-------- STORED ROWS --------

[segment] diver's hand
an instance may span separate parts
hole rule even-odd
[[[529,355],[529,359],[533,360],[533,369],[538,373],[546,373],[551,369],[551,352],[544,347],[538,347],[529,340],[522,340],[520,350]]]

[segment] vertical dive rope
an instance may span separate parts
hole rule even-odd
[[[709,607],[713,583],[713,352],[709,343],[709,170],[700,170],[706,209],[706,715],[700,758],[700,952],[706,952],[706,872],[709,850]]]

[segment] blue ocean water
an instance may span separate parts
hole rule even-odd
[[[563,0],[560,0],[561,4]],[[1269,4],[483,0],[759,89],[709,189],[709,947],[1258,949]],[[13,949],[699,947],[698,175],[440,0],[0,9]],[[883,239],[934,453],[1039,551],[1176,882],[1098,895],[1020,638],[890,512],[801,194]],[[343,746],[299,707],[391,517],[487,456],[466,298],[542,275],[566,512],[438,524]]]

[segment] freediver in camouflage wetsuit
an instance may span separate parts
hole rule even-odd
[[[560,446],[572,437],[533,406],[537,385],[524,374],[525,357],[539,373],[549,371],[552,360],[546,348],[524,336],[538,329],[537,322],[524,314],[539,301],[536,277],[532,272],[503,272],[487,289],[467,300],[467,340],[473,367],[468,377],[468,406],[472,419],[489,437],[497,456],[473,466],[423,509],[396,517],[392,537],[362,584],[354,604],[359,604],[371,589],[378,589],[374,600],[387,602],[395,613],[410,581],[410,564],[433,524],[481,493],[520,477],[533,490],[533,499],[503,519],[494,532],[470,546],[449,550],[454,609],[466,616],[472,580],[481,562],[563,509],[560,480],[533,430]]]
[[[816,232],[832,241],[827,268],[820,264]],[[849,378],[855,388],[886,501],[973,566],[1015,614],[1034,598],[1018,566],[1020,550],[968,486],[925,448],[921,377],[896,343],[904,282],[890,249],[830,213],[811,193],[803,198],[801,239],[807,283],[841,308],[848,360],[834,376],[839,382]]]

--------

▶ TASK TO CARRY OUT:
Could you change every "even-odd" in the items above to "nonzero" and leave everything else the same?

▶ RESPONSE TO THE TASK:
[segment] diver's hand
an instance may span separate parts
hole rule nonzero
[[[529,355],[529,359],[533,360],[533,369],[538,373],[546,373],[551,369],[551,352],[544,347],[538,347],[529,340],[522,340],[520,350]]]

[segment] vertical dive rope
an instance may span separate parts
hole rule nonzero
[[[709,607],[713,583],[713,352],[709,343],[709,170],[700,170],[706,209],[706,715],[700,758],[700,952],[706,952],[706,872],[709,850]]]

[segment] blue ocean water
an instance may span separate parts
hole rule nonzero
[[[563,0],[560,0],[561,4]],[[1269,4],[483,0],[759,89],[709,189],[709,947],[1258,949]],[[13,949],[699,947],[698,175],[440,0],[0,9]],[[883,239],[934,453],[1039,551],[1176,882],[1098,895],[1020,638],[890,512],[801,194]],[[343,746],[299,707],[391,517],[487,456],[466,298],[542,275],[566,512],[438,524]]]

[segment] freediver in camouflage wetsuit
an instance may span separate parts
hole rule nonzero
[[[560,446],[572,437],[533,406],[537,385],[524,374],[525,357],[539,373],[549,371],[552,360],[546,348],[524,336],[538,329],[537,322],[524,314],[539,301],[536,277],[532,272],[503,272],[487,289],[467,300],[467,340],[473,367],[468,377],[468,406],[472,419],[489,437],[497,456],[473,466],[423,509],[396,517],[392,537],[362,584],[354,604],[359,604],[371,589],[378,589],[374,600],[387,602],[395,613],[410,581],[410,564],[433,524],[481,493],[520,477],[533,490],[533,499],[503,519],[494,532],[470,546],[449,550],[454,609],[466,616],[472,580],[481,562],[563,509],[560,480],[533,430]]]
[[[816,232],[832,241],[827,268],[820,264]],[[849,378],[855,388],[886,501],[973,566],[1015,614],[1034,598],[1018,566],[1020,550],[968,486],[925,448],[921,377],[896,343],[904,282],[890,249],[830,213],[811,193],[803,198],[801,239],[807,283],[841,308],[848,360],[834,376],[839,382]]]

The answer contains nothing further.